■ Kutipan Teks:
# # # # # # #
Pemalang,
hariandialog.com/Dialog
-
Kesenian tradisional Gonor di Desa Susukan, Kecamatan Comal,
Kabupaten Pemalang, Jawa Tengah, telah mati suri sampai tiga dasa
warsa. Kini telah bangun dari tidur panjangnya untuk hadir dan
mengisi khasanah seni budaya daerah.
“Kami
ingin meniupkan nafas ke tubuh Gonor agar hidup kembali yang
lama hilang bahkan telah mati ditelan waktu. Bersama rekan-rekan dan
masyarakat akan bekerja keras menghidupinya,” ujar Ali Sodikin SPd
salah satu tokoh masyarakat setempat (30/7) pada Dialog.
# # # # # # #
■ Entri data tersimpan:

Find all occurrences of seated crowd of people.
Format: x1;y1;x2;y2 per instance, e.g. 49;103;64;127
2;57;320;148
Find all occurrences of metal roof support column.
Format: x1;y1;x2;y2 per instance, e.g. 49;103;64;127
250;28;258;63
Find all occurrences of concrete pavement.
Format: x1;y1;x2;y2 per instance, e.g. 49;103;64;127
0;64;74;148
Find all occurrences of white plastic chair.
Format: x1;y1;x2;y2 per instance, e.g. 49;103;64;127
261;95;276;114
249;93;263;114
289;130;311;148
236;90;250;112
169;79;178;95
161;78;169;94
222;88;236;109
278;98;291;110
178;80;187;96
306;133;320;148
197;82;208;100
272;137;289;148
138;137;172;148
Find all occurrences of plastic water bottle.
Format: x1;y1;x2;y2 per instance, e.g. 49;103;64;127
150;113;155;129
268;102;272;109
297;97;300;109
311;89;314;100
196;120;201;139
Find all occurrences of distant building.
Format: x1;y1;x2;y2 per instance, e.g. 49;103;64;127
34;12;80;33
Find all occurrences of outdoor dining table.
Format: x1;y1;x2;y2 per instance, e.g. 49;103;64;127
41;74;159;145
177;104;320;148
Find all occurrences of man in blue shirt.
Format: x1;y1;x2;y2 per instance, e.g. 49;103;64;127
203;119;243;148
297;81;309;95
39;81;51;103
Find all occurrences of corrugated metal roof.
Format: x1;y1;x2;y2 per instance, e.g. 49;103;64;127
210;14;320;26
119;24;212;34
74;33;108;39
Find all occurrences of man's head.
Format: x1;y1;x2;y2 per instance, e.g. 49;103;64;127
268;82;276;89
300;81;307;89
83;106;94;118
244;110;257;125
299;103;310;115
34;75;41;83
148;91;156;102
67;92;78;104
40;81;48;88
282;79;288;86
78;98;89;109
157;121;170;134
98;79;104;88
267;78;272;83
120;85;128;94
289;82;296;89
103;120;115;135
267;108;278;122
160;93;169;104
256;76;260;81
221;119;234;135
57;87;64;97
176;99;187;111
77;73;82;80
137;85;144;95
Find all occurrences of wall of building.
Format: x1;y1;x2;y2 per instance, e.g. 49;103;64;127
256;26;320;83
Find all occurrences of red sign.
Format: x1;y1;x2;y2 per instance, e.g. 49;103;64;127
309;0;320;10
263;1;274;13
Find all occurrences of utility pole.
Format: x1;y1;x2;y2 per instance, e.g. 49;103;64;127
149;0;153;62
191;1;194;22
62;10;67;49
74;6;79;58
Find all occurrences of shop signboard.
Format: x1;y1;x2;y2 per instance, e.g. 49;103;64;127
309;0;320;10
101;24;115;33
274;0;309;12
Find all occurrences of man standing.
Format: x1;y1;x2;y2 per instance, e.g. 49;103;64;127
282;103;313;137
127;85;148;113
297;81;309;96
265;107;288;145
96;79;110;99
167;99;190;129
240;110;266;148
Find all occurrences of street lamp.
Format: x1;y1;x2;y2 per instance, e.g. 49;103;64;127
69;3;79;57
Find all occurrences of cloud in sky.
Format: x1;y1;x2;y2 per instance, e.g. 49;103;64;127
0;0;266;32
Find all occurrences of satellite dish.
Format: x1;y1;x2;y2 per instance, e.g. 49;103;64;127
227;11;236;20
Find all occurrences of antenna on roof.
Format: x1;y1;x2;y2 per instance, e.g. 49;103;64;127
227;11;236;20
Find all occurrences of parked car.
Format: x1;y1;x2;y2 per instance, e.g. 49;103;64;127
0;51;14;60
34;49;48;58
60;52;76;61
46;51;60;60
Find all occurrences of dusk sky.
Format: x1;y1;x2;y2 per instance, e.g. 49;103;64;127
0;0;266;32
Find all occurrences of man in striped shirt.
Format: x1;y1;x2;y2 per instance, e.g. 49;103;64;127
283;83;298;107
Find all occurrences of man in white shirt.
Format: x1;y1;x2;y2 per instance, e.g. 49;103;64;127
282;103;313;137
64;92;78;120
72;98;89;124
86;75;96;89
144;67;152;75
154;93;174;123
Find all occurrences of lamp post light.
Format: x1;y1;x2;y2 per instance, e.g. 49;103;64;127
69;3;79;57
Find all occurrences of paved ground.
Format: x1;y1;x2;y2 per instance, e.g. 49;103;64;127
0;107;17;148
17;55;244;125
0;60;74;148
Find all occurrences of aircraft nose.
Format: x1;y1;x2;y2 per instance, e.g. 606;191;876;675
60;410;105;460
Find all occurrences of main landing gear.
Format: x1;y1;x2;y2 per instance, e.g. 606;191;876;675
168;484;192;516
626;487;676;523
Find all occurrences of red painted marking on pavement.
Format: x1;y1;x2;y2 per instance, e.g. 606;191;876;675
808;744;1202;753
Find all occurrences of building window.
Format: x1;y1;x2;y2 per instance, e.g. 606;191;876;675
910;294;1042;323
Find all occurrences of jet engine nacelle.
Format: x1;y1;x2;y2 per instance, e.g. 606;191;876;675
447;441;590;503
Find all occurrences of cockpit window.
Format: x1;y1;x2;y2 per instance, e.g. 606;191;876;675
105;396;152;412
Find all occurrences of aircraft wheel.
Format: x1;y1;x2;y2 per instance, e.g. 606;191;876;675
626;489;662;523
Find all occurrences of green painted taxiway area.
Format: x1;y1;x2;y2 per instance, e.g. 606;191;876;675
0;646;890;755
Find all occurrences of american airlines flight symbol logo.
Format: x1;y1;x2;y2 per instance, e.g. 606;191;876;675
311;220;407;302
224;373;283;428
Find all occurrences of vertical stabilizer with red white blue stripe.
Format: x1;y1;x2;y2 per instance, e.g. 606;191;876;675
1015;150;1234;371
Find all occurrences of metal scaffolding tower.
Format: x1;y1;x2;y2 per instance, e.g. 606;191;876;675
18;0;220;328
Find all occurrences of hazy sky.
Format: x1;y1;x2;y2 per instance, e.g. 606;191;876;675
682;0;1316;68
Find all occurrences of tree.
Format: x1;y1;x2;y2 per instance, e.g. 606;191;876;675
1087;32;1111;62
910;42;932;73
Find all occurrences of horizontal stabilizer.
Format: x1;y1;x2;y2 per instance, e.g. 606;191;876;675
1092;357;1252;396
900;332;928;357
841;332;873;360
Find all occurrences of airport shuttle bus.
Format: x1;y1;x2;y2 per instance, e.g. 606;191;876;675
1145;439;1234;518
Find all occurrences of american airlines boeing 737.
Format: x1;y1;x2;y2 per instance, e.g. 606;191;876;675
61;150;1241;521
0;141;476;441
# # # # # # #
■ Tujuan A:
Jawab pertanyaan berikut berdasarkan teks tentang kesenian Gonor:
(i) Di desa mana kesenian tradisional Gonor berada?
(ii) Berapa lama Gonor disebut telah mati suri?
(iii) Siapa yang mengatakan ingin meniupkan nafas ke tubuh Gonor?
■ Tujuan B: Daftarkan semua nama wilayah (desa, kecamatan, kabupaten, dan provinsi) yang muncul dalam teks tentang kesenian Gonor.

■ Jawaban Lengkap A:
(i) Desa Susukan
(ii) Sampai tiga dasawarsa
(iii) Ali Sodikin SPd

■ Jawaban Lengkap B:
- Desa Susukan
- Kecamatan Comal
- Kabupaten Pemalang
- Jawa Tengah